## Recorded data
:::

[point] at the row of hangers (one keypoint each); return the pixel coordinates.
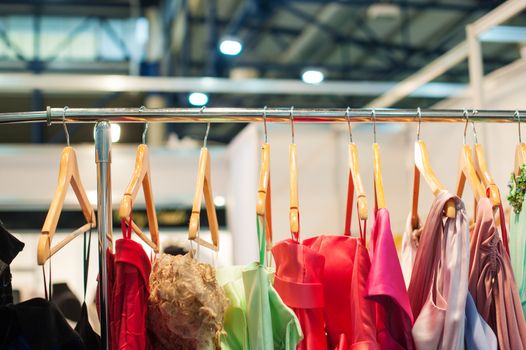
(473, 168)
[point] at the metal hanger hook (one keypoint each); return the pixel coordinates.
(518, 115)
(466, 116)
(347, 116)
(291, 117)
(373, 114)
(265, 123)
(146, 126)
(419, 116)
(474, 114)
(205, 141)
(64, 124)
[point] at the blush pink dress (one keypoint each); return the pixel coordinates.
(491, 280)
(438, 285)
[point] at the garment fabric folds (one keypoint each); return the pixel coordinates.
(10, 246)
(491, 281)
(129, 295)
(517, 238)
(438, 286)
(257, 318)
(386, 287)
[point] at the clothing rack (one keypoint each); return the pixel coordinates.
(103, 116)
(246, 115)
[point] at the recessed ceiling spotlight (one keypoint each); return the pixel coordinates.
(198, 99)
(312, 76)
(230, 46)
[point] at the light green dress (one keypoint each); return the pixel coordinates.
(517, 238)
(256, 318)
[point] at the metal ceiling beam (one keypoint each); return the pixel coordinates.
(74, 84)
(416, 5)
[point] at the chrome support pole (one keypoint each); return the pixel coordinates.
(104, 219)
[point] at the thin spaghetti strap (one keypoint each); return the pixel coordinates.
(348, 209)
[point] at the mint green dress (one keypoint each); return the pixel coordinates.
(257, 318)
(517, 240)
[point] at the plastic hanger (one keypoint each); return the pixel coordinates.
(467, 169)
(520, 150)
(204, 186)
(379, 198)
(68, 175)
(423, 167)
(293, 176)
(141, 177)
(263, 204)
(481, 166)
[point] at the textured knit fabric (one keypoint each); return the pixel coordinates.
(186, 307)
(439, 279)
(129, 296)
(491, 281)
(394, 318)
(298, 280)
(517, 242)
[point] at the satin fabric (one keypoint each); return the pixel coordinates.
(517, 242)
(350, 317)
(129, 296)
(479, 335)
(298, 280)
(386, 286)
(257, 318)
(491, 281)
(438, 286)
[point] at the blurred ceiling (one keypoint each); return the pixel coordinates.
(349, 40)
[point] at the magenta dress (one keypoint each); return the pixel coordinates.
(386, 286)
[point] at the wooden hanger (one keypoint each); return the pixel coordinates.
(520, 150)
(141, 177)
(294, 220)
(481, 167)
(263, 204)
(204, 186)
(361, 199)
(423, 167)
(468, 171)
(68, 174)
(378, 181)
(354, 171)
(379, 198)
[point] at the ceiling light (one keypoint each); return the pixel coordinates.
(115, 133)
(312, 76)
(219, 201)
(198, 99)
(230, 47)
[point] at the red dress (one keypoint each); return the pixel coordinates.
(129, 296)
(298, 280)
(324, 280)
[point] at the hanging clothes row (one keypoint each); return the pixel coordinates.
(454, 287)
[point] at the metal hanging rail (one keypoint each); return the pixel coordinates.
(103, 117)
(245, 115)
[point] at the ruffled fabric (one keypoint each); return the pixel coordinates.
(186, 306)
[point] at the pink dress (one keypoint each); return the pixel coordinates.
(491, 281)
(439, 281)
(394, 318)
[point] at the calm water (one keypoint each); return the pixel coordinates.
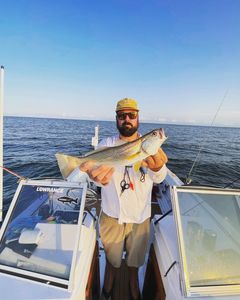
(31, 143)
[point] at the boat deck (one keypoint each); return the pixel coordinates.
(153, 287)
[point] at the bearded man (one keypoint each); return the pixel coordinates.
(126, 201)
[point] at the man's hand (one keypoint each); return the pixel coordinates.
(155, 162)
(101, 174)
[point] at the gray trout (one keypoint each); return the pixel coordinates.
(130, 153)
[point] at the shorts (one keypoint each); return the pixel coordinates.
(131, 237)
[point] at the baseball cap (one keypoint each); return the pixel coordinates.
(127, 103)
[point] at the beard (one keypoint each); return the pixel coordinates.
(127, 129)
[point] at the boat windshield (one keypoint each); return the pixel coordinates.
(40, 231)
(208, 223)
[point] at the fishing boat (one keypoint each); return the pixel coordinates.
(50, 246)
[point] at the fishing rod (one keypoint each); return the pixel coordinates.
(188, 178)
(1, 138)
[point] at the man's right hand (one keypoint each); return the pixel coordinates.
(101, 174)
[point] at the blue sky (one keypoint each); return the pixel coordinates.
(75, 59)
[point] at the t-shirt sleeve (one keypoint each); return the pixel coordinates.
(159, 176)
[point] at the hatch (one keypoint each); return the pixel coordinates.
(208, 228)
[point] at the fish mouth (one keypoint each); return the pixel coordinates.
(162, 133)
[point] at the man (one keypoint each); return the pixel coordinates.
(126, 201)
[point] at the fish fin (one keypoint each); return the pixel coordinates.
(94, 151)
(67, 163)
(137, 166)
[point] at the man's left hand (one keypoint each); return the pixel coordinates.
(155, 162)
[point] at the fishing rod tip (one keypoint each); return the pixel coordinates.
(188, 180)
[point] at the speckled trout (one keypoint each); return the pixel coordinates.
(130, 153)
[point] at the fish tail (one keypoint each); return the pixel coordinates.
(67, 163)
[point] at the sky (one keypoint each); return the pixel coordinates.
(180, 59)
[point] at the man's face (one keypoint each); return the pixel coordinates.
(127, 122)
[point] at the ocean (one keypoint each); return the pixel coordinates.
(30, 145)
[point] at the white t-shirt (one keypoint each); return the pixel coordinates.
(130, 206)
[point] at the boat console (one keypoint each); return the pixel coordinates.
(44, 253)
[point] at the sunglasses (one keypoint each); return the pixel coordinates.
(132, 115)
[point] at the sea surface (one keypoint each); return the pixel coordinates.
(30, 145)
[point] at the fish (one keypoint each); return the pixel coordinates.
(129, 153)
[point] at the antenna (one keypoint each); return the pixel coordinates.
(1, 138)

:::

Write out the full listing verbatim, excluding its pictures.

[point] at the row of hangers (one keypoint each); return the pixel coordinates.
(473, 168)
[point] at the metal hanger hook (one keypoint each); return the pixel coordinates.
(518, 115)
(466, 116)
(347, 116)
(291, 117)
(373, 114)
(265, 123)
(146, 126)
(419, 116)
(474, 114)
(205, 141)
(64, 124)
[point] at the blush pink dress (one keypoint each); return the pixel coordinates.
(491, 280)
(438, 285)
[point] at the garment fabric folds (one keypoint each); return the pixel coordinates.
(10, 246)
(491, 281)
(129, 295)
(517, 238)
(438, 286)
(257, 318)
(386, 287)
[point] at the clothing rack (one keypoint each); return the pixel coordinates.
(103, 116)
(246, 115)
[point] at the recessed ceiling spotlight (one keypoint each); return the pixel coordinates.
(198, 99)
(312, 76)
(230, 46)
[point] at the light green dress (one keypoint each); return the pixel coordinates.
(517, 238)
(256, 318)
[point] at the metal ceiling beam (one keypoint each); return the pixel coordinates.
(74, 84)
(416, 5)
[point] at the chrome support pole (one keypoint each); return the pixel coordinates.
(104, 219)
[point] at the thin spaghetti strap (one keypoint each); return the pixel coordinates.
(348, 209)
[point] at the mint green dress (one keypoint each); return the pixel coordinates.
(257, 318)
(517, 240)
[point] at the plastic hanger (one keypoint each); return the pixel coordinates.
(467, 169)
(520, 150)
(204, 186)
(379, 198)
(68, 175)
(423, 167)
(293, 176)
(141, 177)
(263, 204)
(481, 166)
[point] at the textured knit fabric (one keypoint each); return the pixel coordinates.
(186, 307)
(439, 279)
(129, 296)
(491, 281)
(394, 318)
(298, 280)
(517, 242)
[point] at the satin fabric (one keypoint each); return the pixel coordinates.
(517, 242)
(350, 317)
(129, 296)
(479, 335)
(298, 280)
(386, 286)
(257, 318)
(491, 281)
(438, 286)
[point] at the blurred ceiling (one keypoint each); return the pixel coordinates.
(349, 40)
[point] at the magenta dress (one keypoint each); return the pixel coordinates.
(386, 286)
[point] at the wooden hanger (one keypoint each); return the pixel coordinates.
(520, 150)
(141, 177)
(294, 220)
(481, 167)
(263, 204)
(204, 186)
(361, 199)
(423, 167)
(468, 171)
(68, 174)
(378, 181)
(354, 171)
(379, 198)
[point] at the ceiling light (one keypoint each); return the pixel coordinates.
(115, 133)
(312, 76)
(219, 201)
(198, 99)
(230, 47)
[point] at the red dress (one keypoint each); return the pixel coordinates.
(129, 296)
(298, 280)
(324, 280)
[point] at the hanging clothes row (one keypoint each); return the pixel coordinates.
(454, 287)
[point] at the metal hanging rail (one keypoint each); return the pixel coordinates.
(103, 117)
(245, 115)
[point] at the ruffled fabric (one keypoint each); return the pixel coordinates.
(186, 306)
[point] at the pink dress (one keypoint each); return the pixel coordinates.
(491, 281)
(439, 281)
(394, 318)
[point] at the calm water (one keypoint each); return the pixel coordinates.
(31, 143)
[point] at the boat deck (one keypoint each); return the pixel coordinates.
(153, 287)
[point] at the bearded man (one keypoint each); return the pixel coordinates.
(126, 201)
[point] at the man's hand (one keypoint each); return the pixel coordinates.
(155, 162)
(101, 174)
[point] at the gray trout (one keypoint each); return the pixel coordinates.
(130, 153)
[point] at the shorts (one keypoint each); return the pixel coordinates.
(131, 237)
[point] at the baseball cap (one keypoint each); return the pixel coordinates.
(127, 103)
[point] at the beard (one keypoint each); return the pixel coordinates.
(127, 129)
[point] at the boat windshield (one keypoint each); return the pixel coordinates.
(40, 231)
(208, 223)
[point] at the fishing boat (one keypoint each); return the pixel coordinates.
(50, 246)
[point] at the fishing rod (one keypoint each); return the pixel coordinates.
(188, 178)
(1, 138)
[point] at the man's right hand (one keypoint each); return the pixel coordinates.
(101, 174)
[point] at the blue sky (one keypoint each); return the pixel coordinates.
(75, 59)
[point] at the t-shirt sleeve (one keypoint each); return the pixel coordinates.
(159, 176)
[point] at the hatch (one keypoint each); return the pixel coordinates.
(208, 228)
[point] at the fish mouth (one keypoint each); return the pixel coordinates.
(162, 133)
[point] at the man (one keypoint each); return the pixel coordinates.
(126, 201)
[point] at the fish fin (one keypoint each); return the pixel coordinates.
(94, 151)
(67, 163)
(137, 166)
[point] at the man's left hand (one keypoint each); return the pixel coordinates.
(155, 162)
[point] at the fishing rod tip (one keypoint each); return the pixel coordinates.
(188, 180)
[point] at the speckled trout (one keypoint each); return the pixel coordinates.
(130, 153)
[point] at the fish tail (one keypoint each); return the pixel coordinates.
(67, 163)
[point] at the sky (one keypoint each); return the pixel coordinates.
(180, 59)
[point] at the man's face (one keypoint each); return the pixel coordinates.
(127, 122)
[point] at the ocean (one keypoint each); return the pixel coordinates.
(30, 145)
[point] at the white t-shirt (one keypoint each); return the pixel coordinates.
(130, 206)
[point] at the boat console (one keypoint each); return the pixel coordinates.
(44, 253)
[point] at the sunglasses (one keypoint each); return the pixel coordinates.
(132, 115)
[point] at the sea surface (one keypoint each); return the pixel coordinates.
(30, 145)
[point] at the fish (one keypoint each); return the pixel coordinates.
(129, 153)
[point] at the antenna (one keypoint each); return the pixel coordinates.
(1, 138)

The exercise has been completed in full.